• [Excerpt]

I found a HUGE Website on coffee (etc.) which included chemistry etc. of caffeine. Correct me if I’m mistaken in my interpretation of their information: specifically, that caffeine is a purine that is normally metabolized to uric acid. Therefore I’d imagine that gouty people should certainly limit their intake of it (as well as beverages containing related chemical stimulants, tea with theophylline and chocolate with theobromine), though I’ve never found any recommendation of that (not even in your dietary restrictions for gouty people).
Next, regarding enhancement of sports or exercise physiology, true that it enhances burning of fat, but my experience has been that the overstimulation (say from a cup o’ coffee or worse still from a power-drink, like Black Booster, consumed about 30 min before exercise) is likely to cause more injuries from “Superman” (or “Superwoman”) effect. You feel you can push much more than what you would normally (ought to be) training with!!
By the way, thanks for the WONDERFUL contribution you are making to global fitness and health. It still doesn’t cease to amaze me how MUCH valuable information one can fetch at the flick o’ a switch. One almost doesn’t need a doctor for diagnosis of common minor or major ailments. Best regards!
Caffeine belongs to a group of chemicals called xanthines which include theophylline (used in the treatment of lung diseases like emphysema and asthma) and theobromine (found in chocolate). Xanthines stimulate the nervous system and can cause people to feel restless, nervous or unable to fall asleep. Xanthines belong to a chemical group called deoxypurine which is where the impression that coffee is not allowed by people with gout. The quantity of xanthines in caffeine is very low (less than 15 milligrams per 3 1/2 ounces) compared to the purine contribution by some proteins. So while xanthine from caffeinated beverages may contribute to uric acid production, its contribution is very small. Caffeine (more than 4 cups a day) has been found to lower uric acid levels whereas tea has no effect on uric acid levels. So it must be something other than caffeine in coffee that is having an effect on uric acid levels. Caffeine is excreted in urine as methyl xanthine and methyluric acid as a product of metabolizing caffeine. Methyluric acid can trigger gout in rare cases, but not in most persons with gout.
Uric acid which causes painful gout is a by-product of purine metabolism which occurs in the liver. In persons with gout, an excess amount of purines is produced and the end product which is uric acid crystallizes in joints which cause painful arthritic symptoms. Meals high in protein seems to accelerate this process, therefore, foods high in protein and organ meats where purines are metabolized are limited in gout nutrition therapy. Caffeine-containing beverages are not limited to gout nutrition therapy for persons who need to limit purines. The main treatment is drug therapy.
FYI, beverages containing caffeine have been found useful in the treatment of attention deficit disorder and hyperactivity, which work, in tandem with stimulant drugs like Ritalin. They are absorbed within 30 – 60 minutes after drinking and half the effect lasts for 5 hours afterward (10 hours total). On the other hand, caffeine passes into breast milk and becomes a stimulant for a nursing infant. Half the effects of caffeine can last 30 to 210 hours in infants up to 6 months of age. Daily caffeine consumption reduces insulin sensitivity and the effect lasts for 12 hours after consumption of caffeine.
With regards to caffeine use prior to exercise, please read my sports nutrition topic and search for caffeine. New research has not shown that caffeine increases fat burning or spares glucose, but instead may reduce fatigue due to central nervous system stimulation. Caffeine is not prohibited by the World Anti-Doping Agency (founded by the International Olympic Committee) that monitors drugs in athletes.
P.S. Medical doctors are the only health professionals that can diagnose a minor or major ailment. The Internet is a good place to search for health information. Just make sure that the person providing information has credentials to support the type of information being given.

• [Information supplied]

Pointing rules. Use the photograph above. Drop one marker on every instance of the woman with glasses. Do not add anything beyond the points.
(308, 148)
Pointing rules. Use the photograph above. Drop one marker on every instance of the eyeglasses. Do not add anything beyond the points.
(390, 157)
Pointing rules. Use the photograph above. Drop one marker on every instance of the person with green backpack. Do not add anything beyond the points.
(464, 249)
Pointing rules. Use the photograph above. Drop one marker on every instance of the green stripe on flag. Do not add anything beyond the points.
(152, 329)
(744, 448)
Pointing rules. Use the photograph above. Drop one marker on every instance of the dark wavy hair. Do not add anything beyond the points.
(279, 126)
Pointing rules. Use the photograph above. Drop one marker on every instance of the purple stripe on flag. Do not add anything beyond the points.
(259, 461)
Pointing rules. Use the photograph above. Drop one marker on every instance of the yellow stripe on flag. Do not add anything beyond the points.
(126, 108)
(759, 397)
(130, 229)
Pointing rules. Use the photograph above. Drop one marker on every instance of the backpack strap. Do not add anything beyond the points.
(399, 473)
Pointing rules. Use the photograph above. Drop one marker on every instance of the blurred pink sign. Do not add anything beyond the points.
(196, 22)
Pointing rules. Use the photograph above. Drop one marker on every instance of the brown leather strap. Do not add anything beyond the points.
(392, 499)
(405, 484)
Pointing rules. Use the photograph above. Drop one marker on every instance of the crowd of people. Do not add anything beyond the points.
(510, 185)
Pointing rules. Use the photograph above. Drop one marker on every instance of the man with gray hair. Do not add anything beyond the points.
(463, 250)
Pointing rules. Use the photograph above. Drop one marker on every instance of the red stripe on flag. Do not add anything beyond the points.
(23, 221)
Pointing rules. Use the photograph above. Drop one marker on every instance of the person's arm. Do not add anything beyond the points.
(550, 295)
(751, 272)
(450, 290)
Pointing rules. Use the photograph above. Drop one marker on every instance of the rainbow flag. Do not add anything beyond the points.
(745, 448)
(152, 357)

• [Tasks and exercises]
1. Please condense the paragraph in the caffeine and gout text that begins "Uric acid which causes painful gout" into a short bulleted list that keeps its main facts.
2. Reproduce everything from "With regards to" down to "information being given." in the caffeine and gout text, word for word.

• [Task solutions]
1.
- Uric acid, which causes gout, is a by-product of purine metabolism in the liver.
- People with gout produce too many purines, and the resulting uric acid crystallizes in the joints, causing painful arthritic symptoms.
- High-protein meals seem to speed up this process, so gout nutrition therapy limits high-protein foods and organ meats.
- Caffeinated beverages are not limited in gout nutrition therapy for people who need to limit purines.
- The main treatment is drug therapy.

2.
With regards to caffeine use prior to exercise, please read my sports nutrition topic and search for caffeine. New research has not shown that caffeine increases fat burning or spares glucose, but instead may reduce fatigue due to central nervous system stimulation. Caffeine is not prohibited by the World Anti-Doping Agency (founded by the International Olympic Committee) that monitors drugs in athletes.
P.S. Medical doctors are the only health professionals that can diagnose a minor or major ailment. The Internet is a good place to search for health information. Just make sure that the person providing information has credentials to support the type of information being given.